Em agosto de 2009, já como cozinheiro, Bernardo passou mal.
“Eu fui pegar uma alface na geladeira. Na hora que eu fui abaixar a cabeça, aí deu uma tontura. Quando deu a tontura, eu me sustentei para não cair no chão”, conta.
Foi levado para o hospital. Fizeram um eletrocardiograma de urgência.
“Quando a gente bate o olho, já vê que é uma parada cardíaca ou a iminência de uma parada cardíaca”, explica a cardiologista Vera Marques.
“Para o coração voltar ao normal, me deram choque. Eu fiquei internado por três dias”, diz o cozinheiro.
“Chegou a mais de 300 batimentos por minuto. O normal é até 100 batimentos por minuto”, ressalta Vera.
Bernardo tentou voltar ao trabalho. Não deu. O coração disparava, ele desmaiava. Foi ao INSS e passou a receber o auxílio-doença pago pelo governo.
Há cinco anos, as regras do auxílio-doença pago pelo INSS mudaram. Em 2005, foi criada a chamada alta-programada: o trabalhador já sai da perícia médica com um prazo para voltar ao trabalho.
“Com a alta programada, o ônus agora de comprovar que está doente é do trabalhador e não do INSS como era antigamente”, diz o defensor público da União Ariosvaldo Costa homem.
Para continuar recebendo o auxílio-doença, Bernardo teve que fazer várias perícias, mas depois de quatro meses, passou a ter os pedidos negados.
Ele ouviu as negativas apesar de sempre ter apresentado o laudo que diz que o paciente "deverá evitar qualquer esforço físico, inclusive atividades profissionais, pelo risco de morte súbita".

Instruções: Transcreva sem alterações, do trecho sobre o auxílio-doença, a parte que se inicia com as palavras "Há cinco anos, as" e termina com "os pedidos negados.". As linhas seguintes provêm de uma fonte diferente da do trecho selecionado.

Dados fornecidos:
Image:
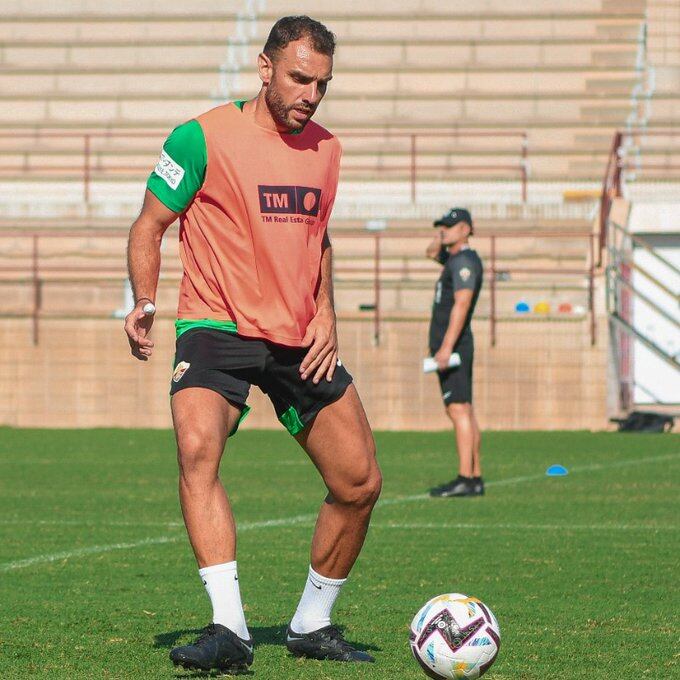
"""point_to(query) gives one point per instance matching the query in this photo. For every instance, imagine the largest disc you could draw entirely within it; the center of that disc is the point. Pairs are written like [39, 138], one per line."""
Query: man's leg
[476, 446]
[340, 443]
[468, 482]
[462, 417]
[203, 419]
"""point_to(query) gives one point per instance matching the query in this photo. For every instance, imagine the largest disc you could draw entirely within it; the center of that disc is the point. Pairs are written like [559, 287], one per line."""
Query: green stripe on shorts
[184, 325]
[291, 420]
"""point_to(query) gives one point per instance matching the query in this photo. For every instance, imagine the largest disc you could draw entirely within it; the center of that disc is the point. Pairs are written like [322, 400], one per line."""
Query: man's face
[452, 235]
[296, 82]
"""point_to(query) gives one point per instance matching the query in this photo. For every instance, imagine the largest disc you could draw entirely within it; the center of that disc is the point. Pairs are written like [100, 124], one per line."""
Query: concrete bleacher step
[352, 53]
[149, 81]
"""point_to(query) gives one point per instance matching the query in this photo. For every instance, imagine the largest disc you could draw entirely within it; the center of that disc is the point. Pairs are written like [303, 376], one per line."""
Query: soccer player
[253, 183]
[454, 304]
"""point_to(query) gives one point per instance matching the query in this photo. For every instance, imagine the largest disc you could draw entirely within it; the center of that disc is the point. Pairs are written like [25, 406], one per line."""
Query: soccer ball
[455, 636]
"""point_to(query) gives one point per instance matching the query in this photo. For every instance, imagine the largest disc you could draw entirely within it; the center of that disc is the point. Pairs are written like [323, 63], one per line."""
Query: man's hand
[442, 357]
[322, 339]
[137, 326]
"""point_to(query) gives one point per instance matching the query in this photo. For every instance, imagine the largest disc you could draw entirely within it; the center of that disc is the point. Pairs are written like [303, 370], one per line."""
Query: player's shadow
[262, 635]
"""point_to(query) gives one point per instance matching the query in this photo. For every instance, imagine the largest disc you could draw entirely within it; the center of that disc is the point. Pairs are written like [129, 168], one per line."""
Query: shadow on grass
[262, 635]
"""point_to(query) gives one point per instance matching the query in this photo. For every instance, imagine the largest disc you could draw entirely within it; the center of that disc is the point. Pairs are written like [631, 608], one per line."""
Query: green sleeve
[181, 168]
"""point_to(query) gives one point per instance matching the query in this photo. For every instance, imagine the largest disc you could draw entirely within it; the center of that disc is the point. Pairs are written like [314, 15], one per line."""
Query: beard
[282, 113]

* * *

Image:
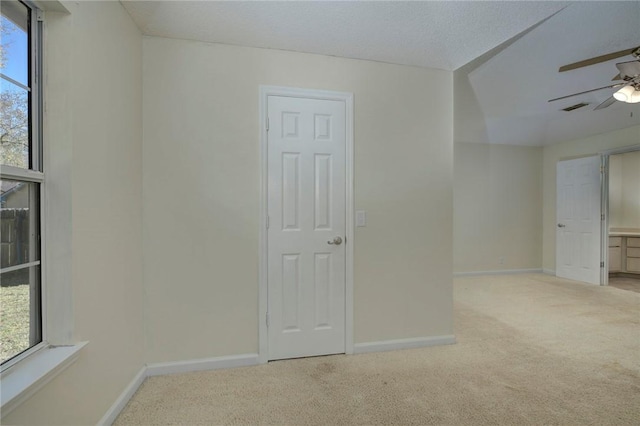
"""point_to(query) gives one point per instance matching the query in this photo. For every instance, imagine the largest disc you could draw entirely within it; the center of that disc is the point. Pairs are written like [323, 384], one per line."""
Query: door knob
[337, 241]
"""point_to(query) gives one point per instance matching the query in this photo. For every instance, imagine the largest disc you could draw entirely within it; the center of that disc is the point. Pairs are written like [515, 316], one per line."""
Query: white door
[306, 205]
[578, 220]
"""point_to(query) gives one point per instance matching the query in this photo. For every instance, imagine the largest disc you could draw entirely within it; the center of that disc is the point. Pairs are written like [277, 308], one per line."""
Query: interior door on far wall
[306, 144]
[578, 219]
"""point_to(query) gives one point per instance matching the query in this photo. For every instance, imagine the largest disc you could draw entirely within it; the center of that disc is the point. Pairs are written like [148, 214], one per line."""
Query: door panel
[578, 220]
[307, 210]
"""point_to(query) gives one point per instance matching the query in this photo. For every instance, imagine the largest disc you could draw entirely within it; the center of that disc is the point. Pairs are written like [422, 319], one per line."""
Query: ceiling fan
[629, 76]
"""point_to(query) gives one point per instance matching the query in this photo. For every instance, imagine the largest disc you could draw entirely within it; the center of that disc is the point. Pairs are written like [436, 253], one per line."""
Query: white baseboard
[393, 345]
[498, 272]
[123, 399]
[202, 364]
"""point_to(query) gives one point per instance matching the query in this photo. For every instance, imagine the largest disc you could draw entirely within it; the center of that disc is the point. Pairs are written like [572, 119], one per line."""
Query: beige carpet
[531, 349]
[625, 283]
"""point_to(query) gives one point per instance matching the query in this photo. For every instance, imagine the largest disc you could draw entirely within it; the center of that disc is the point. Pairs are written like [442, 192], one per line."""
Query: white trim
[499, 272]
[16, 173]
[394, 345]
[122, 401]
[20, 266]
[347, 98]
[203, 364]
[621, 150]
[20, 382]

Resolução:
Há cinco anos, as regras do auxílio-doença pago pelo INSS mudaram. Em 2005, foi criada a chamada alta-programada: o trabalhador já sai da perícia médica com um prazo para voltar ao trabalho.
“Com a alta programada, o ônus agora de comprovar que está doente é do trabalhador e não do INSS como era antigamente”, diz o defensor público da União Ariosvaldo Costa homem.
Para continuar recebendo o auxílio-doença, Bernardo teve que fazer várias perícias, mas depois de quatro meses, passou a ter os pedidos negados.